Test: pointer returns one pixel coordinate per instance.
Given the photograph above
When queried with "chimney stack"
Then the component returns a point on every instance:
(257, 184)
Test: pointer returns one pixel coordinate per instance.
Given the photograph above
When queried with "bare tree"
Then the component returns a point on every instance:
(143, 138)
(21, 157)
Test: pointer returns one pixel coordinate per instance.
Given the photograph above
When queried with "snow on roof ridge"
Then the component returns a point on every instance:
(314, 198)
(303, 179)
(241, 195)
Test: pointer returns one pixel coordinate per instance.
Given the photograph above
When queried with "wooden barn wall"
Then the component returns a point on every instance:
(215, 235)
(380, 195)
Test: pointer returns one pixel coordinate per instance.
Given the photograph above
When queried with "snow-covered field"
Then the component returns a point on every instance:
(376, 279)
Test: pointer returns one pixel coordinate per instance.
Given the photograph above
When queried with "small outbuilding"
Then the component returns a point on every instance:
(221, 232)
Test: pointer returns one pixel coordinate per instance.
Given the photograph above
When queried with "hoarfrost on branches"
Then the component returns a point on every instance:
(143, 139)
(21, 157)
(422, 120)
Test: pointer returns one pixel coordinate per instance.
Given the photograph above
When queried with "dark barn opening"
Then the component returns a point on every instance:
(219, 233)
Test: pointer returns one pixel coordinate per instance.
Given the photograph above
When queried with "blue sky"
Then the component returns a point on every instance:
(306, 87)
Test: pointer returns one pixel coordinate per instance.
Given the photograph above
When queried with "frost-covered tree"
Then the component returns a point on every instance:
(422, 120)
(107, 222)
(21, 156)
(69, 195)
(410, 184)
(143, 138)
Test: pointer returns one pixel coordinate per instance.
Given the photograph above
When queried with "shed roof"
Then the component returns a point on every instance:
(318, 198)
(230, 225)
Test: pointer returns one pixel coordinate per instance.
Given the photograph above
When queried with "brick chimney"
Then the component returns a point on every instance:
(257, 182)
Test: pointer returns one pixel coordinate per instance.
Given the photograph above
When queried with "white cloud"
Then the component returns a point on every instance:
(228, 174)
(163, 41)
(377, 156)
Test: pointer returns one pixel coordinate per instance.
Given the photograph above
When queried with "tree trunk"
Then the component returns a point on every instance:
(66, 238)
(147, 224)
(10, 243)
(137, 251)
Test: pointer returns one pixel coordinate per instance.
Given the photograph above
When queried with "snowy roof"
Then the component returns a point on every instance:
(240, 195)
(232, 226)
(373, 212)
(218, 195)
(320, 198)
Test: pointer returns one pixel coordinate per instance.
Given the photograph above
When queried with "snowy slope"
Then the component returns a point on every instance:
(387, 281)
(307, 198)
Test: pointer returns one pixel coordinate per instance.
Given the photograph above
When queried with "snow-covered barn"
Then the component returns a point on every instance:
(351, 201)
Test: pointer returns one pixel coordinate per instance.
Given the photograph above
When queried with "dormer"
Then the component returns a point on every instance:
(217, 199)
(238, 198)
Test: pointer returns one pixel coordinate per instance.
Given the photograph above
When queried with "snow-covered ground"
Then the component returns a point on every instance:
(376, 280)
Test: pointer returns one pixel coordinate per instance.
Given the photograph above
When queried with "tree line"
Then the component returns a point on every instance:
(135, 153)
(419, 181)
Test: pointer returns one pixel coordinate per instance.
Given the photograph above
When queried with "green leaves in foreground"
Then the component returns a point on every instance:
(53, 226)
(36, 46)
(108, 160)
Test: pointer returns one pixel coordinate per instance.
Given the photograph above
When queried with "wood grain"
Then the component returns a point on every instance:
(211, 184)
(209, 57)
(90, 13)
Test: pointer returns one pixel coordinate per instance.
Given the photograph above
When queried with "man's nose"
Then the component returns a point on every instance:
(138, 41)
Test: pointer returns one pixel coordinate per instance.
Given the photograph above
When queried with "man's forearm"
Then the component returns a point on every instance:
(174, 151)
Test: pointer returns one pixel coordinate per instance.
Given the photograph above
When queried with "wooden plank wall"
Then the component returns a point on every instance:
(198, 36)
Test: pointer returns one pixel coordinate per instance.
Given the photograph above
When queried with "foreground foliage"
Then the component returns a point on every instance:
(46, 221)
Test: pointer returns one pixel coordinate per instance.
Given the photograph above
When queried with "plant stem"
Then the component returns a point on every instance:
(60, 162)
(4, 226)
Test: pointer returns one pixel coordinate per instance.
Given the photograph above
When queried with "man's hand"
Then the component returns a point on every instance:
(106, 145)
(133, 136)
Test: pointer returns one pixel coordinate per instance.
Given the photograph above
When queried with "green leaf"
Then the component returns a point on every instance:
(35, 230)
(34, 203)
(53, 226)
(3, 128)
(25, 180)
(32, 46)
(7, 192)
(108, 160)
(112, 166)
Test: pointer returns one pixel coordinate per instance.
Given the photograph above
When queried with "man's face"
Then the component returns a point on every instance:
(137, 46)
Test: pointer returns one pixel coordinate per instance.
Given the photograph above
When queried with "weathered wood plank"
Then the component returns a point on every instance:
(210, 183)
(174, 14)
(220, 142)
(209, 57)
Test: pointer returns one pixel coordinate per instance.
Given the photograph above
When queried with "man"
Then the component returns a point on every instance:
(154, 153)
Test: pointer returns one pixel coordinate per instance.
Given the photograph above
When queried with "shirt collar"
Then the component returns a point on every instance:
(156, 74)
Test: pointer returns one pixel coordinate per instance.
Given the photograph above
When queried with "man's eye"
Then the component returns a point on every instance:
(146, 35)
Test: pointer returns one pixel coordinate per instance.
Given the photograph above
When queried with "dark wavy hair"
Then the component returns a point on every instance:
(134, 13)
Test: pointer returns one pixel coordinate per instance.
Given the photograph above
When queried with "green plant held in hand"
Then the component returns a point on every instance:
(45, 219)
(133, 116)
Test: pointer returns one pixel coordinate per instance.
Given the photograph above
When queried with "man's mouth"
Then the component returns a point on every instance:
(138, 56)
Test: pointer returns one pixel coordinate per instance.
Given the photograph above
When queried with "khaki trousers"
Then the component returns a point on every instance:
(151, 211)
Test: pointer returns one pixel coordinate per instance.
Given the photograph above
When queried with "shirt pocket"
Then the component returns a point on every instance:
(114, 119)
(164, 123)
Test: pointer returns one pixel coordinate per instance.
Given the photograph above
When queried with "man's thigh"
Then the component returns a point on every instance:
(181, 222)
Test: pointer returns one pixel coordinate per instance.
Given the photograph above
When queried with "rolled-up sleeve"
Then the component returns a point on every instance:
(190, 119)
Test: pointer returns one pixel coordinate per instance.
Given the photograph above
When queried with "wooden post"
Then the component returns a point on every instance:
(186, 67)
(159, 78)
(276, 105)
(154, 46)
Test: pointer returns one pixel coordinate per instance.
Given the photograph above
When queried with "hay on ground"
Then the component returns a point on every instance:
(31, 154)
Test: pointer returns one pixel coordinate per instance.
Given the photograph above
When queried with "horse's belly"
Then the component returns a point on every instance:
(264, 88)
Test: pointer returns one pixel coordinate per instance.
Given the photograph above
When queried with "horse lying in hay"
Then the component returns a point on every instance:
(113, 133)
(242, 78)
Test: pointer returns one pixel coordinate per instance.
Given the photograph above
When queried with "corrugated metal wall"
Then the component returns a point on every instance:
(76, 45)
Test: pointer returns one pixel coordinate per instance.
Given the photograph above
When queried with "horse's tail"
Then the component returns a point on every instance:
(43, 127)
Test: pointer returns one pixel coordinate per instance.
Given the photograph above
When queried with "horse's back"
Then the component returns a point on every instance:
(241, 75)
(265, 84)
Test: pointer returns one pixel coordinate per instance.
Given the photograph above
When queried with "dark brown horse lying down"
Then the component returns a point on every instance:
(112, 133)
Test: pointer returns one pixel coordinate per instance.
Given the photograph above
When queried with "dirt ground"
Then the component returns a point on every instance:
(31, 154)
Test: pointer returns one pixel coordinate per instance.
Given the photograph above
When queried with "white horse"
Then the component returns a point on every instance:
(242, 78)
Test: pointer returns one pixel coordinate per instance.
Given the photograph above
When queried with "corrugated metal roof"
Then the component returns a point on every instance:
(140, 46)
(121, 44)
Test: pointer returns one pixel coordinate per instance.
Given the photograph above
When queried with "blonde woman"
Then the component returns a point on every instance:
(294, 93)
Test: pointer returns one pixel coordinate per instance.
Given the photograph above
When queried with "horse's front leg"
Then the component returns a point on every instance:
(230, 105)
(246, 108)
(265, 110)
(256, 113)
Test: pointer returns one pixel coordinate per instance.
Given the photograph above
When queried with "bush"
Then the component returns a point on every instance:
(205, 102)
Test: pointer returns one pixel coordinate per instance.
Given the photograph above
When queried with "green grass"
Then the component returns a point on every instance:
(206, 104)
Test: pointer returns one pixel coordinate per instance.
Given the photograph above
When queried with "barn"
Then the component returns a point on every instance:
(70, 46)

■ Task to complete:
Identify every line above that contains the string "wooden" and copy each one in full. Matching is case-sensitive.

■ Written solution:
When queried with "wooden barn wall"
When queried with "wooden plank wall"
When queried with "wooden post"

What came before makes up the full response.